Texto extraído:
::::
Muitos recorrem à ironia para dizerem o que pensam, sem com isso se comprometer. Todavia, essa estratégia não funciona. Se o destinatário da mensagem for alguém de pouca perspicácia, irá entendê-la de forma oposta. Verá, na crítica, um grande elogio, que de fato não foi feito. Caso seja alguém perspicaz e atento, passará a devotar, pelo interlocutor, um rancor eterno. Essa forma de dizer as grandes verdades, como se vê, também não funciona. Não é decisiva. É ineficaz.
Eu, se fosse médico, por exemplo, jamais faria cara feia, e nem assumiria ares de preocupação (quando não de tragédia) ao examinar um paciente. Se seu estado de saúde for de razoável para bom, ele poderá até adoecer face a esse gesto muitas vezes sequer não-intencional de quem o examina. Afinal, a imaginação tanto opera maravilhas, quanto faz estripulias. Ademais, jamais diria à pessoa que ela está desenganada e que seu caso não tem solução. Até porque, já soube de curas milagrosas, que a ciência julgava impossíveis, pelo simples poder da sugestão.
::::
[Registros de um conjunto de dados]
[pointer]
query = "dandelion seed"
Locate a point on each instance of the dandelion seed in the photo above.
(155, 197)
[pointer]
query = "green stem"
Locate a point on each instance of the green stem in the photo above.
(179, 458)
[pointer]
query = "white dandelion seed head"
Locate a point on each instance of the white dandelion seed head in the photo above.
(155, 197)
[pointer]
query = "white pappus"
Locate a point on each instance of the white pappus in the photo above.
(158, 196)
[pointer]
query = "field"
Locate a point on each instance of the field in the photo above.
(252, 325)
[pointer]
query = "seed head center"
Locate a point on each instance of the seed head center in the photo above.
::::
Retome o texto sobre a ironia e a maneira de dizer verdades a partir do ponto em que ele termina.

E as palavras? O que dizer delas? O que falar da sua força, para o bem ou para o mal? É certo que nem sempre o que se diz é o que se faz. Infelizmente. Todavia, as palavras são a única forma de mostrarmos ao próximo o que pensamos, sentimos ou queremos dele. É por esse meio, por exemplo, que lhe demonstramos afeto ou desapreço, admiração ou repúdio, carinho ou rancor.
Os gestos dão algum indicativo, mas são dúbios. Dependem de interpretação (daí requererem policiamento dobrado, como enfatizamos). Olhares, sorrisos e toques de mão igualmente são insuficientes para expressar sentimentos. As palavras, todavia, posto que às vezes pobres para exprimir o que pensamos, sentimos ou queremos, são a forma racional de comunicação. Não por acaso, só o único animal inteligente da natureza tem a aptidão de falar (e de escrever). Por isso, temos que ter cuidado com o que dizemos. E, principalmente, “como” dizemos: se com ar de simpatia e conforto ou de hostilidade, deboche ou rancor.
Há palavras que salvam, que constroem, que redimem e que consolam, registrando fatos e feitos históricos, expressando idéias, produzindo reflexões, desvendando sentimentos, despertando emoções e criando beleza. Mas há também as que matam, as que ferem, as que corrompem, as que destroem, as que despertam violência e ira e que produzem intensa dor. Depende de quem, quando e, principalmente, “como” as expressa.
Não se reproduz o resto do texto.